TASK DESCRIPTION: Please print nothing but the lines from the one with "Task: locate the oven door window" to the last line of the records below, and omit pictures.

Image point grounding data
# # #
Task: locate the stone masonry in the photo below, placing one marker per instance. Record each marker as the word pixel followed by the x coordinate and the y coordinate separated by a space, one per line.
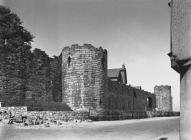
pixel 84 74
pixel 163 98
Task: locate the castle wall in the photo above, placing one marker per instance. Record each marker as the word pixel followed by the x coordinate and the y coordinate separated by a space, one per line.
pixel 125 98
pixel 163 98
pixel 84 72
pixel 56 78
pixel 11 78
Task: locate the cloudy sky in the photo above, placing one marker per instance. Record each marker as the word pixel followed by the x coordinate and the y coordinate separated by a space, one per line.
pixel 135 33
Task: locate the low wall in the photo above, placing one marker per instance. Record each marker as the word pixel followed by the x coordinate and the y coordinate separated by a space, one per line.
pixel 59 115
pixel 80 115
pixel 15 111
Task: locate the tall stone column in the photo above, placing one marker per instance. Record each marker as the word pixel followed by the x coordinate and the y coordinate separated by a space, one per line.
pixel 181 59
pixel 185 98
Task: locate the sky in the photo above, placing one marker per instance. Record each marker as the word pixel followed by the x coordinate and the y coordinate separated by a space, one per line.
pixel 135 33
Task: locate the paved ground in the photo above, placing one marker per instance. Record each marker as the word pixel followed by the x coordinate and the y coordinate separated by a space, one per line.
pixel 144 129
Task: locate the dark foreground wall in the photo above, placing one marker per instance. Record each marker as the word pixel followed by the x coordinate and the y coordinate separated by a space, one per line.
pixel 19 112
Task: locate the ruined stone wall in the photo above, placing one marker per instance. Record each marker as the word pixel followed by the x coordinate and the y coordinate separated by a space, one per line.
pixel 38 78
pixel 56 78
pixel 39 82
pixel 125 98
pixel 84 73
pixel 12 81
pixel 163 98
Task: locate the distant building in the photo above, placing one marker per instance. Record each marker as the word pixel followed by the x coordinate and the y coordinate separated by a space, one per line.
pixel 163 98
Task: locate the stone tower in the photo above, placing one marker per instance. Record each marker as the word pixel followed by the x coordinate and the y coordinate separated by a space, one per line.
pixel 84 77
pixel 163 98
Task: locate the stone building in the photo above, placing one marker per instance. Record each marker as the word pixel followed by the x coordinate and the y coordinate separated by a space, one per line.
pixel 84 76
pixel 88 85
pixel 163 98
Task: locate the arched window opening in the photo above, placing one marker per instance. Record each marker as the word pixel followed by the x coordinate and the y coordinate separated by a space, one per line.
pixel 69 61
pixel 149 102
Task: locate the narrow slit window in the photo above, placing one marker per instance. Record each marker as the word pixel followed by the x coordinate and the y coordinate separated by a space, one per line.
pixel 69 61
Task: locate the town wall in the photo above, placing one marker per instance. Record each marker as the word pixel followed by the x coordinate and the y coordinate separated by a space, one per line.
pixel 125 98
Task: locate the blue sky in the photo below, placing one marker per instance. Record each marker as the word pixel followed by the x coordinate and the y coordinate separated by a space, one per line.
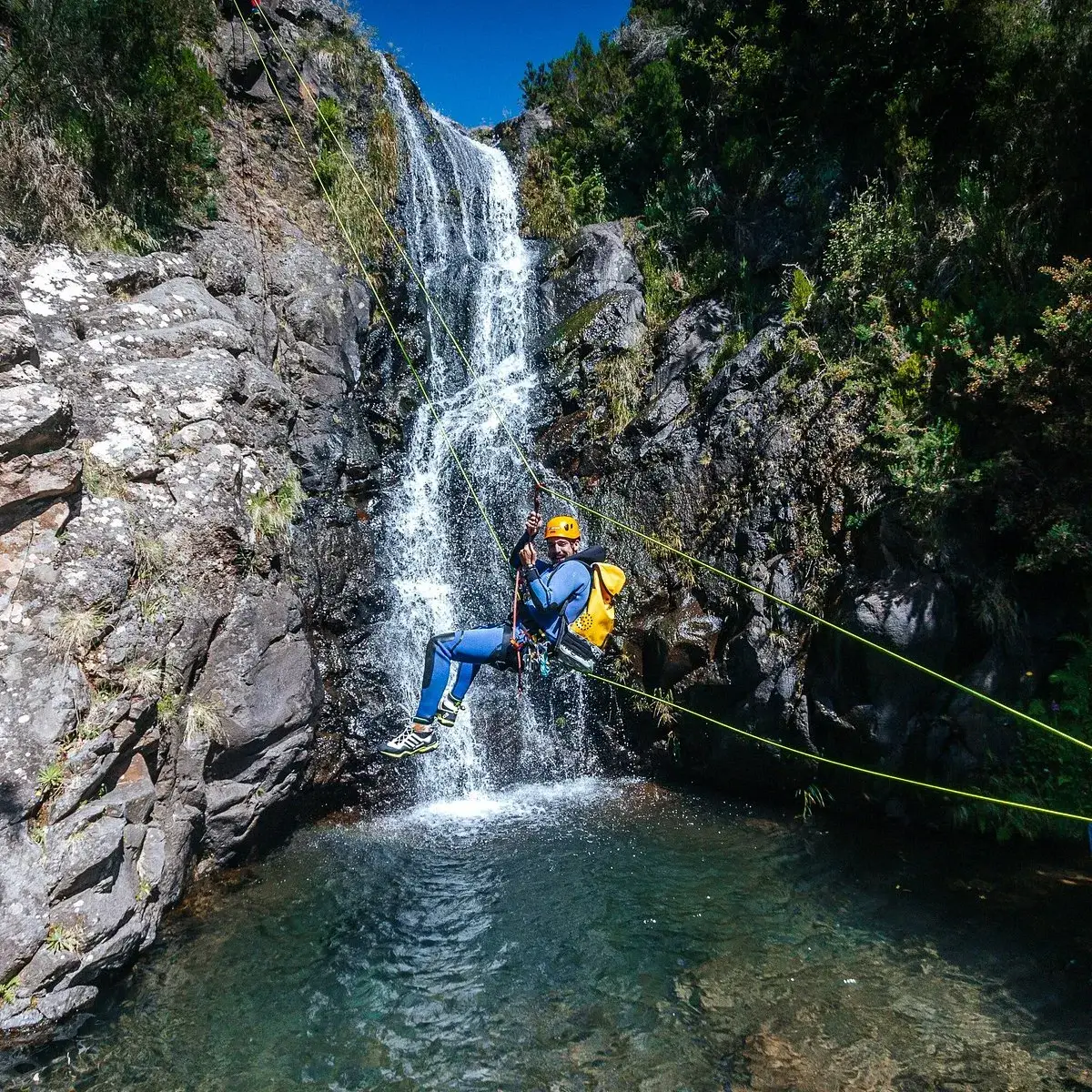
pixel 469 58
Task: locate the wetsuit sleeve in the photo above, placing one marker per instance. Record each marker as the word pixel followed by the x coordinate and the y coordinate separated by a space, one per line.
pixel 569 585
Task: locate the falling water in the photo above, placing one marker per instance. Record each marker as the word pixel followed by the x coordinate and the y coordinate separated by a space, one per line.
pixel 461 223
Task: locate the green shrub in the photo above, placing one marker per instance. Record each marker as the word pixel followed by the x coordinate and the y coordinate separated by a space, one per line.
pixel 115 87
pixel 363 189
pixel 1046 770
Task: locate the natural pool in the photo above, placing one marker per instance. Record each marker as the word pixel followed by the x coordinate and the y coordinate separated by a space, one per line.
pixel 604 935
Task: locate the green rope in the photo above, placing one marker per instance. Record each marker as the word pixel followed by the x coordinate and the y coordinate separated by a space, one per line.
pixel 601 678
pixel 659 543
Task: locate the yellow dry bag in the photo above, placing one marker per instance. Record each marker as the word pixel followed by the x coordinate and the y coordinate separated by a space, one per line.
pixel 596 622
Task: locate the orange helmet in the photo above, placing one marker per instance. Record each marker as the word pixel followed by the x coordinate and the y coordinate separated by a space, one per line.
pixel 562 527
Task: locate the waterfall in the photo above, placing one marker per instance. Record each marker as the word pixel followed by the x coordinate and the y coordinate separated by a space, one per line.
pixel 461 223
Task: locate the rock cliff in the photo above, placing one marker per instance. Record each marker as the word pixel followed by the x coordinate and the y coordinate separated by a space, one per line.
pixel 730 450
pixel 186 472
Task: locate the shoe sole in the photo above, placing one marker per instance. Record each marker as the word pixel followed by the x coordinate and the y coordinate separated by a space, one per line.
pixel 416 751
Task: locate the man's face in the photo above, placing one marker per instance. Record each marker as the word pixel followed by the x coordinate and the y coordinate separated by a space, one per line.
pixel 560 550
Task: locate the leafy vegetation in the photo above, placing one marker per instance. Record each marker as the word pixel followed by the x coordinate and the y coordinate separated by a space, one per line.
pixel 363 188
pixel 905 167
pixel 105 112
pixel 1047 770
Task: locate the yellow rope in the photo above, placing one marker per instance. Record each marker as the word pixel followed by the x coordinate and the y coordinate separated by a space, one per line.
pixel 659 543
pixel 844 765
pixel 601 678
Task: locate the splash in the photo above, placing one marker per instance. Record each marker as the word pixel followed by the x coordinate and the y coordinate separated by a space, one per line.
pixel 461 221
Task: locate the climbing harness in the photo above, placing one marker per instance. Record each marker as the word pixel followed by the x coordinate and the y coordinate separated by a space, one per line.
pixel 650 540
pixel 808 756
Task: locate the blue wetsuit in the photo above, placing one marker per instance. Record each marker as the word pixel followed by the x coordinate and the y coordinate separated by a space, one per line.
pixel 555 595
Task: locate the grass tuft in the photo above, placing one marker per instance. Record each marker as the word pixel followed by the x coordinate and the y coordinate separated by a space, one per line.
pixel 63 938
pixel 103 480
pixel 272 513
pixel 76 631
pixel 50 778
pixel 205 722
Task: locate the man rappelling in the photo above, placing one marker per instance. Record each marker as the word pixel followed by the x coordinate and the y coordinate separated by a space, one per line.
pixel 561 611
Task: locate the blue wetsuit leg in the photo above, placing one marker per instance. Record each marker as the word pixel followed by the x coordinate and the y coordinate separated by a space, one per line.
pixel 470 649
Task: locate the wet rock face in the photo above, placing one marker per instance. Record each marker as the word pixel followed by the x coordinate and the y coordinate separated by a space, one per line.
pixel 740 456
pixel 161 421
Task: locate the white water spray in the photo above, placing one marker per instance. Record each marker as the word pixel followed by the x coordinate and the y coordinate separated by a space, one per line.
pixel 461 218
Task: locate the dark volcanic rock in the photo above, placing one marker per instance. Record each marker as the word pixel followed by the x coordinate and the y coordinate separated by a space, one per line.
pixel 169 612
pixel 743 457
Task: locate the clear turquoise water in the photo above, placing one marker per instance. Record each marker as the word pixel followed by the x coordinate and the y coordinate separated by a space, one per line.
pixel 599 935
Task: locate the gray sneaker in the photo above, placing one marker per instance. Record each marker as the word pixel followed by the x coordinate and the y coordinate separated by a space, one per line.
pixel 448 713
pixel 410 742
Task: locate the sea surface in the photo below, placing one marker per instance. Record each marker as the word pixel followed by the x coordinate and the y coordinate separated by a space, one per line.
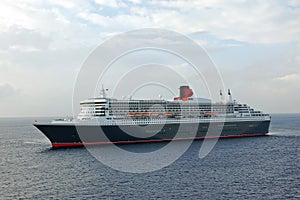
pixel 244 168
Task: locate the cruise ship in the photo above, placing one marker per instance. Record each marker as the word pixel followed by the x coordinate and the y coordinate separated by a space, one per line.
pixel 104 120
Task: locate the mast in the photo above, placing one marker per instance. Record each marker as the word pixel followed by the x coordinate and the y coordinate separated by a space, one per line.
pixel 102 92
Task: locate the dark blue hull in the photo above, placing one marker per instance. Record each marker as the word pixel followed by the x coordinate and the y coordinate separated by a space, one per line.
pixel 64 135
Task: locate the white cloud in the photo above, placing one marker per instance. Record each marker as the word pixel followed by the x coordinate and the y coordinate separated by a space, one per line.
pixel 110 3
pixel 290 78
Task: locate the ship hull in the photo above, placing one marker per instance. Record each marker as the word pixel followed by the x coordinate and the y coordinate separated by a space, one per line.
pixel 73 135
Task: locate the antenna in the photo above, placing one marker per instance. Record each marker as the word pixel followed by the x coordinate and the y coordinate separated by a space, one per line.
pixel 102 92
pixel 221 95
pixel 229 95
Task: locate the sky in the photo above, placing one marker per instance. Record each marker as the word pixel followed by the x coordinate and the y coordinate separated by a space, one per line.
pixel 43 44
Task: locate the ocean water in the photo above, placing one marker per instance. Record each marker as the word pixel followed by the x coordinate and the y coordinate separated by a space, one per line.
pixel 243 168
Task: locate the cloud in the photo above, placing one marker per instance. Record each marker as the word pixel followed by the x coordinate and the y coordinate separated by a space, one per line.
pixel 22 39
pixel 290 78
pixel 6 90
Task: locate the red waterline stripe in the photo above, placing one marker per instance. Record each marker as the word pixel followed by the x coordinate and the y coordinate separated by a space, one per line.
pixel 79 144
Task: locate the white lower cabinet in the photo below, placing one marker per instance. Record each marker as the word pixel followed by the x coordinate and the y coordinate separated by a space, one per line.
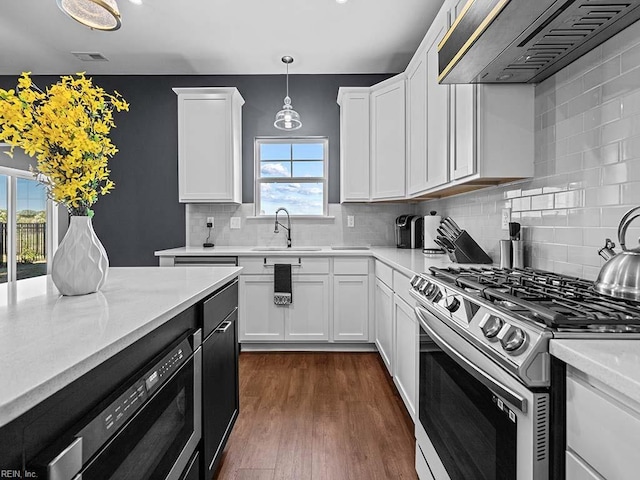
pixel 384 323
pixel 406 353
pixel 597 416
pixel 351 308
pixel 259 319
pixel 307 318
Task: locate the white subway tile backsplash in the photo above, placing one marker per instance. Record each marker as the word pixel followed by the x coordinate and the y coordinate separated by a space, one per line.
pixel 568 236
pixel 605 195
pixel 520 204
pixel 542 202
pixel 532 191
pixel 622 85
pixel 583 217
pixel 584 102
pixel 616 173
pixel 602 73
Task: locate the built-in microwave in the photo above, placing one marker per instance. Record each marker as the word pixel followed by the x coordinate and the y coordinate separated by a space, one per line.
pixel 149 429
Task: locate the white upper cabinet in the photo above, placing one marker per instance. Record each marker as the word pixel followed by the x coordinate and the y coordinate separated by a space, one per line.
pixel 354 144
pixel 427 116
pixel 429 140
pixel 209 145
pixel 463 119
pixel 417 125
pixel 388 139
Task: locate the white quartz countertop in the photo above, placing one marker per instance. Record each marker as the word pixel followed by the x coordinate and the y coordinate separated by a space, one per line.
pixel 408 261
pixel 48 340
pixel 616 363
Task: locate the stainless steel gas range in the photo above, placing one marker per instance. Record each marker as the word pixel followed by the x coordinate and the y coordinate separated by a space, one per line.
pixel 491 398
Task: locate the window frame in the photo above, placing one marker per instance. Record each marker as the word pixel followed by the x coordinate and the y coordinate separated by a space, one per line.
pixel 259 180
pixel 51 211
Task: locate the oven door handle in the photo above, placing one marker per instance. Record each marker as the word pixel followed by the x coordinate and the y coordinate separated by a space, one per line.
pixel 491 383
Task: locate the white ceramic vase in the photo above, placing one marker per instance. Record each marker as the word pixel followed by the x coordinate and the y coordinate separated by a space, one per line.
pixel 80 265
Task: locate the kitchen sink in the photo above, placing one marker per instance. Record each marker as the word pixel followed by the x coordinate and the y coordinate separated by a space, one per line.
pixel 285 249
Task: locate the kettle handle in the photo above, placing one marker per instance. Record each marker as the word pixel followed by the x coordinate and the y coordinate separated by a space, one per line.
pixel 625 221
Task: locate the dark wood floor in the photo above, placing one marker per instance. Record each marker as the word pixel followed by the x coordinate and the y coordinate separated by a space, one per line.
pixel 318 416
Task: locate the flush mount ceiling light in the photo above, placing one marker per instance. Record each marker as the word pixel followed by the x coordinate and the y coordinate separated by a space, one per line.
pixel 287 118
pixel 97 14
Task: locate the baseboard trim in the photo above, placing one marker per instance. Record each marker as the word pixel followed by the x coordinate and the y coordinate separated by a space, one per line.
pixel 308 347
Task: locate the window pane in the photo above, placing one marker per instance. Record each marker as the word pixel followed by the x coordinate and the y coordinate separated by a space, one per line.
pixel 31 217
pixel 275 151
pixel 307 169
pixel 3 228
pixel 308 151
pixel 275 169
pixel 298 198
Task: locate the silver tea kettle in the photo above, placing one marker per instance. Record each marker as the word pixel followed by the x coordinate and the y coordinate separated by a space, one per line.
pixel 620 276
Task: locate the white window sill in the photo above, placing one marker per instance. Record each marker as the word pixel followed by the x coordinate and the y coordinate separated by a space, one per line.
pixel 271 218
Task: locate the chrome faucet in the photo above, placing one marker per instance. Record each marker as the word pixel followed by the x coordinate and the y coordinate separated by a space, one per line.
pixel 288 227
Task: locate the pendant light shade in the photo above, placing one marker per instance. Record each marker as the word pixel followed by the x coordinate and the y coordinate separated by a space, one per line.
pixel 98 14
pixel 287 118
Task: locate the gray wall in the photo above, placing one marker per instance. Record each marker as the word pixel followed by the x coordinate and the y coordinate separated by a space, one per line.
pixel 142 213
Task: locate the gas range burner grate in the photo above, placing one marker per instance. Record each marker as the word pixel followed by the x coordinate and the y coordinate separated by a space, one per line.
pixel 558 301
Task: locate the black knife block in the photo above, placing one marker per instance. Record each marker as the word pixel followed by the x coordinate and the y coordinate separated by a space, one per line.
pixel 468 251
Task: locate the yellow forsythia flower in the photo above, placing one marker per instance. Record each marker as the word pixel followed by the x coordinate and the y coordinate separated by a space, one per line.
pixel 67 129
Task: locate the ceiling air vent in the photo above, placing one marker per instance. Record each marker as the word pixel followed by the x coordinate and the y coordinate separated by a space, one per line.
pixel 90 56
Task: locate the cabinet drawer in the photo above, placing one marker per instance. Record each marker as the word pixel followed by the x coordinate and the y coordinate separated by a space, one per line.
pixel 594 419
pixel 384 273
pixel 350 266
pixel 401 287
pixel 299 265
pixel 218 307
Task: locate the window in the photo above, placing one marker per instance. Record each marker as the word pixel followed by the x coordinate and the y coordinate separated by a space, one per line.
pixel 26 226
pixel 291 173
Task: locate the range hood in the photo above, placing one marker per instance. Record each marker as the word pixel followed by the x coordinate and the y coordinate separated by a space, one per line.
pixel 526 41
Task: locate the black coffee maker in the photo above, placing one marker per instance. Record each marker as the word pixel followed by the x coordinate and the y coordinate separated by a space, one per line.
pixel 409 231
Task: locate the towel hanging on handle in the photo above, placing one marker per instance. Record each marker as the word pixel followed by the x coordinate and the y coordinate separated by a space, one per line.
pixel 282 294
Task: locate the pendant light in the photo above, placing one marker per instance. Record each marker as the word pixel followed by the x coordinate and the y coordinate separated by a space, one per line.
pixel 97 14
pixel 287 118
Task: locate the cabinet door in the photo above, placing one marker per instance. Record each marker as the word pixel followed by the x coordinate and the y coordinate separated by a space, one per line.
pixel 354 147
pixel 205 163
pixel 351 307
pixel 406 353
pixel 417 126
pixel 219 389
pixel 384 323
pixel 260 319
pixel 388 137
pixel 307 318
pixel 437 110
pixel 463 120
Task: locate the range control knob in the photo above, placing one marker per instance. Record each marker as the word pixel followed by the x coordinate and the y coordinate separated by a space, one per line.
pixel 424 287
pixel 512 338
pixel 491 326
pixel 436 295
pixel 453 305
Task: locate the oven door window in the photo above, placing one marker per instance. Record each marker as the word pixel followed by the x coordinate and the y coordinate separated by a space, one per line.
pixel 149 445
pixel 473 437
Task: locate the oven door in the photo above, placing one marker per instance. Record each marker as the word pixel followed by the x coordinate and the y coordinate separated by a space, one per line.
pixel 475 421
pixel 162 436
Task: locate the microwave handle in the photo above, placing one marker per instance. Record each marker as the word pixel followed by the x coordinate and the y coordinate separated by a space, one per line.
pixel 491 383
pixel 67 464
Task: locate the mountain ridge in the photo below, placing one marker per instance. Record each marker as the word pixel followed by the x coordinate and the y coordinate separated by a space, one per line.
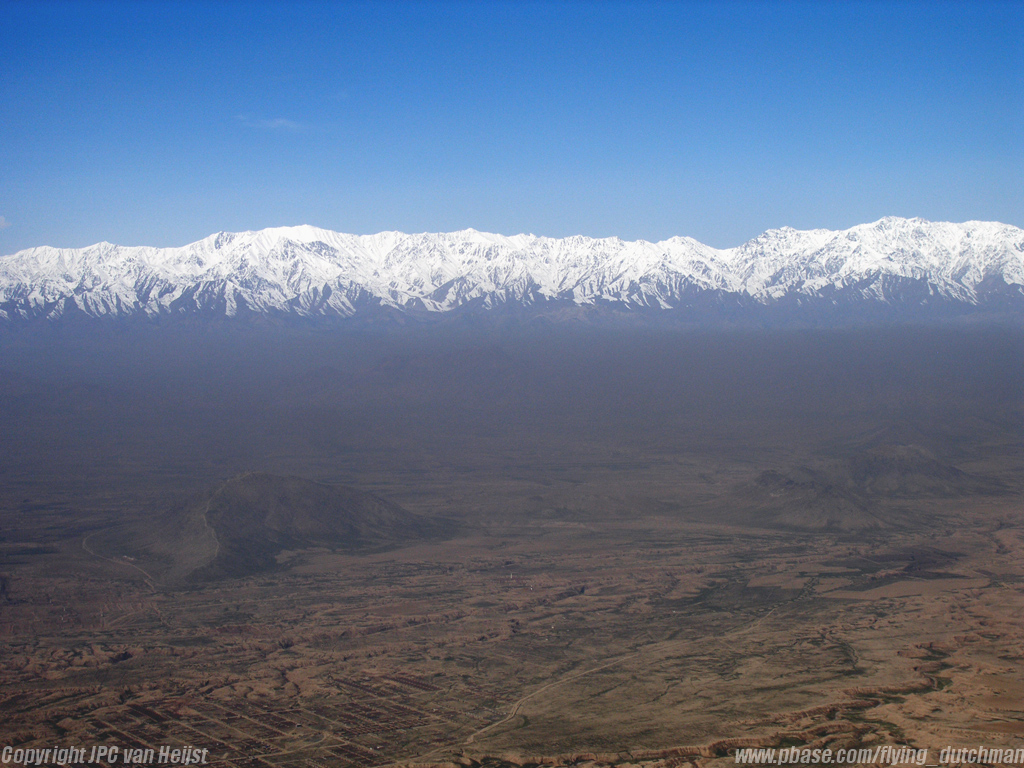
# # #
OUTPUT:
Task: locate the oven door window in the photo above, placing one marker per instance. Record each marker as the word pixel followed by the x coordinate and the y coordinate separated by a space, one per line.
pixel 149 445
pixel 473 437
Task: locate the oven door in the photo above, placing one marker per instance. Record each marker as the word pixel followed by the x coordinate and the y coordinate separated by a space, one per line.
pixel 475 421
pixel 162 436
Task: locate the microwave handle in the photo above, placing one marker per instance. Record each marker as the word pixel followed by the x coordinate and the y coordinate separated by a space, one per line.
pixel 491 383
pixel 67 464
Task: locate the mountain ridge in the photo below, placing one marker per instance. Record each marker as the word pixel followed by the x coordinate and the y coordinate separated by a space, one per line.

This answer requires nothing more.